_What is being asked:_
In the listing below, print exactly the lines between the line holding "Target: printed label on bin" and the line holding "Target: metal donation bin", inclusive, and no more.

_Working data:_
◆ ◆ ◆ ◆ ◆

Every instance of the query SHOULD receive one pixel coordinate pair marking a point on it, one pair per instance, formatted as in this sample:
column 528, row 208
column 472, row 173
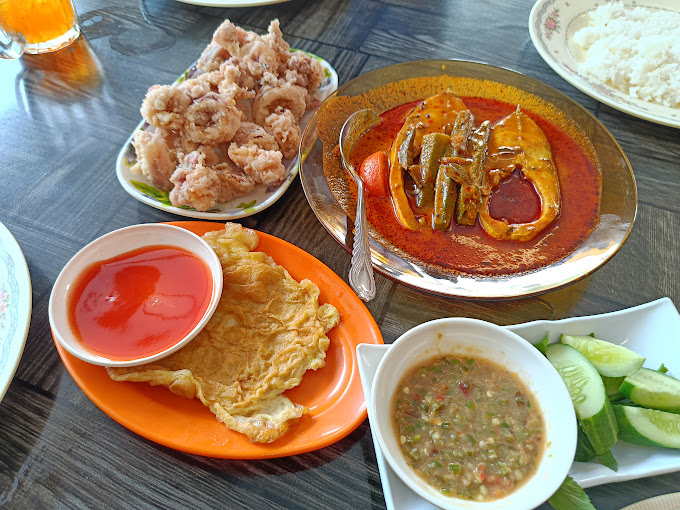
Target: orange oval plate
column 333, row 393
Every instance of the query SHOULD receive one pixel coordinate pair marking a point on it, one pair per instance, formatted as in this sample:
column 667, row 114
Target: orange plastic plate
column 333, row 393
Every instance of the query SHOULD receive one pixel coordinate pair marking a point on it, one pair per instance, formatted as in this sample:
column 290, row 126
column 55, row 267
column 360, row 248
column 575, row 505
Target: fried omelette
column 267, row 331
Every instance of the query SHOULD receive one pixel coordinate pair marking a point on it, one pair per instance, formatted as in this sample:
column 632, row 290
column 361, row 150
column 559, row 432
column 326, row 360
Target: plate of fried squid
column 222, row 141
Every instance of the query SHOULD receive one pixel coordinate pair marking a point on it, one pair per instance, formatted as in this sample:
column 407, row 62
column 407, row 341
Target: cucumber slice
column 585, row 386
column 609, row 359
column 650, row 388
column 648, row 427
column 611, row 386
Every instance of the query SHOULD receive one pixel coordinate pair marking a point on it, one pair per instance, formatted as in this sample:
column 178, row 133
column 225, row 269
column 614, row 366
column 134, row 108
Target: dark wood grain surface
column 65, row 116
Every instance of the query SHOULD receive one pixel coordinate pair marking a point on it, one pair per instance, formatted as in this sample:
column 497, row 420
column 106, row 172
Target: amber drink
column 47, row 25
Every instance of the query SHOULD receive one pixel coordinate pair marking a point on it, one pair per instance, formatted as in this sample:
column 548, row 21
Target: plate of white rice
column 624, row 54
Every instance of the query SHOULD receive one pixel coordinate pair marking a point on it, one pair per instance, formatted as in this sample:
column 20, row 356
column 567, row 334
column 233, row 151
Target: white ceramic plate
column 652, row 329
column 665, row 502
column 257, row 200
column 232, row 3
column 15, row 306
column 552, row 24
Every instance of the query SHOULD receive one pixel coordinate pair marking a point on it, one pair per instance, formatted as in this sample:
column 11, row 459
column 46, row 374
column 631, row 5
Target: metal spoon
column 361, row 270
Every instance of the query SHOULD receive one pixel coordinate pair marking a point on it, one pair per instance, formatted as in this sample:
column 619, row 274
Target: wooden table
column 65, row 116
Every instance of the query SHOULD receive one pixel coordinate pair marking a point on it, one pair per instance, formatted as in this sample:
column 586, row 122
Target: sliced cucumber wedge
column 585, row 386
column 651, row 388
column 648, row 427
column 609, row 359
column 611, row 386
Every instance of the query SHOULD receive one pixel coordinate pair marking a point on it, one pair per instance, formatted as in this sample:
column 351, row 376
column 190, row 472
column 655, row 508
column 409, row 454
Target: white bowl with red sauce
column 477, row 340
column 135, row 295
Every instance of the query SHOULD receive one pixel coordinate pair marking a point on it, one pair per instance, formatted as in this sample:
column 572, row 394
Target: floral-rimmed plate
column 257, row 200
column 15, row 306
column 552, row 24
column 651, row 329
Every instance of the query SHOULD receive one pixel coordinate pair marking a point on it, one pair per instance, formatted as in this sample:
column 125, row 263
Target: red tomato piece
column 373, row 171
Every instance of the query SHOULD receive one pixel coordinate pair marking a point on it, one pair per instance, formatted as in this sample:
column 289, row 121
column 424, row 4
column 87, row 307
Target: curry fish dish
column 477, row 178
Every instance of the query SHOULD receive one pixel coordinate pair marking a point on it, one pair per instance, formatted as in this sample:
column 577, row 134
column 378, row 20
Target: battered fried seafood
column 267, row 331
column 245, row 107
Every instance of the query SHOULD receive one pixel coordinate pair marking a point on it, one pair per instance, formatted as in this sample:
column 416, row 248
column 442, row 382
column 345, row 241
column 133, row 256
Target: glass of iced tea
column 47, row 25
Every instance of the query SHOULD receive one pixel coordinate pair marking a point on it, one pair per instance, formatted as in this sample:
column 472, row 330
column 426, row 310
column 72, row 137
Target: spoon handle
column 361, row 271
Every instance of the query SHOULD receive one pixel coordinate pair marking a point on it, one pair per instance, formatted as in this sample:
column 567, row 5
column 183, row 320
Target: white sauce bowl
column 116, row 243
column 475, row 338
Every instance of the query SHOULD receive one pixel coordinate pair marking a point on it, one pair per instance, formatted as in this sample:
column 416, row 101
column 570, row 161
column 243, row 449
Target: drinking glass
column 46, row 25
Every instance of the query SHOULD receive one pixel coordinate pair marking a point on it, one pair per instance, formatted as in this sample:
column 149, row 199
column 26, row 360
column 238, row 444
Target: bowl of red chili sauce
column 470, row 415
column 135, row 295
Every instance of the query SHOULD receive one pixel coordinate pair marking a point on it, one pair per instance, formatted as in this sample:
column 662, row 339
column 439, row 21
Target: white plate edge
column 25, row 305
column 586, row 88
column 367, row 373
column 191, row 213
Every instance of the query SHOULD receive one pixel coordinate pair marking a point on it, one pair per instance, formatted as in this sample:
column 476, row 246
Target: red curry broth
column 469, row 249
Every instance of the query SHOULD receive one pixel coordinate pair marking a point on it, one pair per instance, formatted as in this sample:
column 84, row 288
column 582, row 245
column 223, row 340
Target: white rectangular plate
column 652, row 329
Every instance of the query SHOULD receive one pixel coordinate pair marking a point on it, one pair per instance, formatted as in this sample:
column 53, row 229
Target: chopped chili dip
column 468, row 427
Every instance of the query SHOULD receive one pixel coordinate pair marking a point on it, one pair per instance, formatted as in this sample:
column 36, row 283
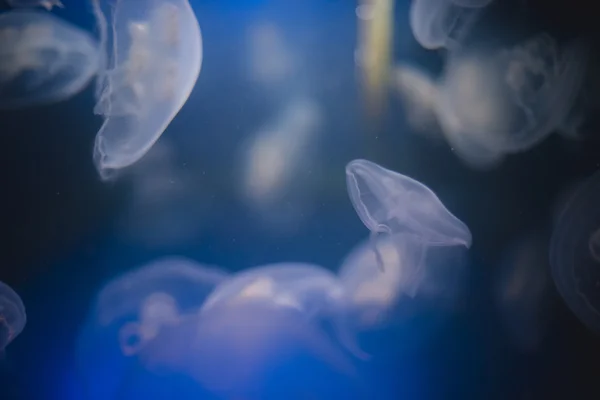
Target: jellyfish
column 421, row 286
column 309, row 290
column 443, row 23
column 573, row 253
column 152, row 54
column 12, row 316
column 491, row 103
column 47, row 4
column 43, row 59
column 255, row 349
column 388, row 202
column 130, row 312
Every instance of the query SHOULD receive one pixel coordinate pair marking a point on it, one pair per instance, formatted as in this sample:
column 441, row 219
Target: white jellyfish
column 308, row 289
column 493, row 103
column 12, row 315
column 389, row 202
column 43, row 59
column 443, row 23
column 132, row 310
column 152, row 57
column 573, row 253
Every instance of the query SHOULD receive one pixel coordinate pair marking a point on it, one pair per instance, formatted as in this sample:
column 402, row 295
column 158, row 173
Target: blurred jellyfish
column 494, row 103
column 573, row 253
column 418, row 93
column 308, row 289
column 273, row 163
column 12, row 316
column 43, row 59
column 254, row 350
column 152, row 55
column 388, row 202
column 443, row 23
column 47, row 4
column 130, row 312
column 522, row 289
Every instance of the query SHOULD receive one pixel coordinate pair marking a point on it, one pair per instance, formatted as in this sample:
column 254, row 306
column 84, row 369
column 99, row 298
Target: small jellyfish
column 47, row 4
column 152, row 54
column 308, row 289
column 492, row 103
column 43, row 59
column 247, row 349
column 573, row 253
column 443, row 23
column 132, row 310
column 388, row 202
column 12, row 315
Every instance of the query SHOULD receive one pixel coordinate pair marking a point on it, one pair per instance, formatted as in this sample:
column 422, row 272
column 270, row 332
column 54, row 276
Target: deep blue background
column 62, row 241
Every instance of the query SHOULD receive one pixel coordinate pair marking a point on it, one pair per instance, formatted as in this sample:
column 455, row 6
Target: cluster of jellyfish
column 145, row 62
column 491, row 100
column 237, row 335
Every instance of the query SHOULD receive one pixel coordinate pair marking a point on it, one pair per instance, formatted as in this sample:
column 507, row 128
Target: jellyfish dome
column 574, row 255
column 152, row 53
column 491, row 103
column 12, row 315
column 443, row 23
column 392, row 203
column 130, row 312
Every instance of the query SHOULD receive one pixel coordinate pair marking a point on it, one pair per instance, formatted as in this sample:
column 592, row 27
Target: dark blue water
column 66, row 232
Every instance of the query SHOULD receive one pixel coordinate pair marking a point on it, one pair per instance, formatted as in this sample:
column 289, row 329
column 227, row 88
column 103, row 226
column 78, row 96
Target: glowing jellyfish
column 388, row 202
column 421, row 285
column 308, row 289
column 573, row 257
column 153, row 55
column 130, row 312
column 12, row 315
column 43, row 59
column 47, row 4
column 254, row 350
column 443, row 23
column 494, row 103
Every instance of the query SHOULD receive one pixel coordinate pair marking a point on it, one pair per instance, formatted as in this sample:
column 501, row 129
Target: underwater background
column 69, row 233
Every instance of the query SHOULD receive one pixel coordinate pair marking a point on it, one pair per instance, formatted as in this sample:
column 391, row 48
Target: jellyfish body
column 253, row 350
column 47, row 4
column 12, row 315
column 152, row 57
column 309, row 290
column 443, row 23
column 131, row 311
column 507, row 101
column 43, row 59
column 573, row 255
column 389, row 202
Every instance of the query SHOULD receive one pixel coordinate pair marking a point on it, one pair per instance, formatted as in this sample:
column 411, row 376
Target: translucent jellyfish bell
column 153, row 55
column 491, row 103
column 443, row 23
column 307, row 289
column 43, row 59
column 47, row 4
column 573, row 253
column 12, row 315
column 248, row 349
column 389, row 202
column 131, row 310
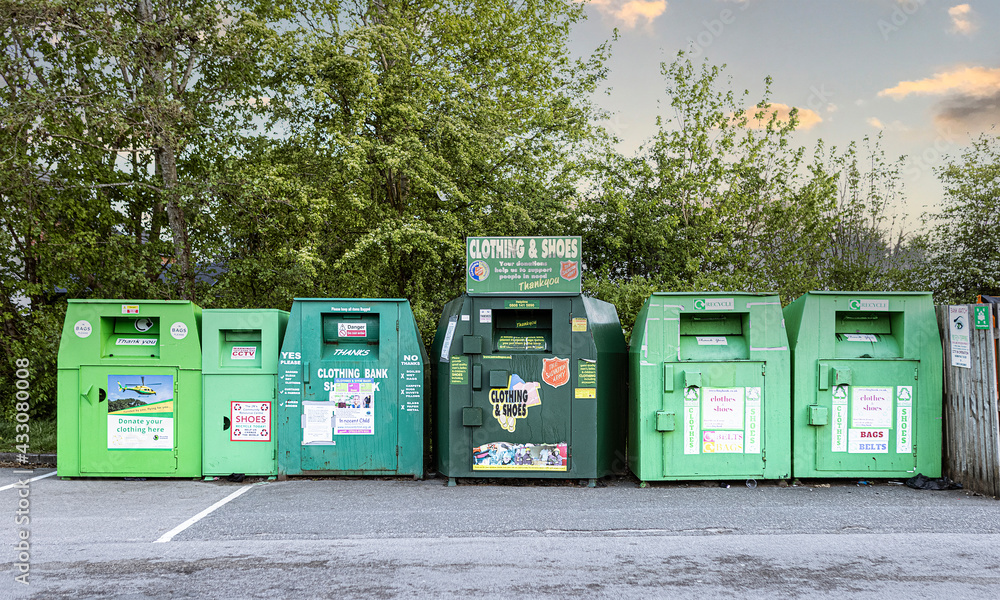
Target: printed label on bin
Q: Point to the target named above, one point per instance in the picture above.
(722, 442)
(345, 329)
(867, 304)
(722, 408)
(859, 337)
(250, 421)
(871, 407)
(904, 419)
(354, 406)
(244, 353)
(82, 329)
(692, 443)
(178, 331)
(839, 419)
(868, 441)
(752, 431)
(714, 304)
(140, 412)
(135, 342)
(506, 456)
(555, 371)
(512, 403)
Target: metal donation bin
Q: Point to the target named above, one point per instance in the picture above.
(530, 374)
(866, 380)
(240, 370)
(350, 389)
(129, 391)
(710, 388)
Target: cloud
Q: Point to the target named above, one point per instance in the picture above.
(970, 112)
(961, 19)
(970, 81)
(970, 96)
(631, 12)
(807, 118)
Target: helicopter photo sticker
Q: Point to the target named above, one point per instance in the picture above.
(140, 412)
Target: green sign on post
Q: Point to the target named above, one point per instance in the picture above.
(982, 316)
(523, 265)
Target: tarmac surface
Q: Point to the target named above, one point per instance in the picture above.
(399, 538)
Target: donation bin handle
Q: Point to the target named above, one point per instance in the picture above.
(86, 395)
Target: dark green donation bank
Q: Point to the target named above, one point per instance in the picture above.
(350, 389)
(529, 373)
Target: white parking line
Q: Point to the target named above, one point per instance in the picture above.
(7, 487)
(166, 537)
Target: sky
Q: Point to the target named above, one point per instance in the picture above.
(924, 73)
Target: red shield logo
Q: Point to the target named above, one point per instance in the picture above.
(568, 269)
(555, 371)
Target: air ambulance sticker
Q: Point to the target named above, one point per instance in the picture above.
(555, 371)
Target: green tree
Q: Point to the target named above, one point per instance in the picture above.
(422, 123)
(718, 199)
(964, 236)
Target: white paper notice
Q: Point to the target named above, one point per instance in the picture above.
(958, 324)
(868, 441)
(449, 335)
(317, 422)
(722, 408)
(871, 407)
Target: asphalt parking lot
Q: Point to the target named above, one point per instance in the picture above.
(389, 538)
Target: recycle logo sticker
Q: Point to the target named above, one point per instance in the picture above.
(479, 270)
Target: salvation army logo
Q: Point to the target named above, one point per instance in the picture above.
(479, 270)
(555, 371)
(568, 270)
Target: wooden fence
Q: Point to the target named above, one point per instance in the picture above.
(971, 409)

◆ ◆ ◆ ◆ ◆

_Reply to the task:_
Target: printed label on bin
Q: Point to the target named above, one point per instance in the picture above.
(722, 442)
(345, 329)
(867, 304)
(722, 408)
(859, 337)
(250, 421)
(871, 407)
(904, 419)
(354, 406)
(244, 353)
(82, 329)
(692, 443)
(178, 331)
(839, 419)
(868, 441)
(752, 431)
(714, 304)
(140, 412)
(135, 342)
(506, 456)
(555, 371)
(512, 403)
Target: metal donation bin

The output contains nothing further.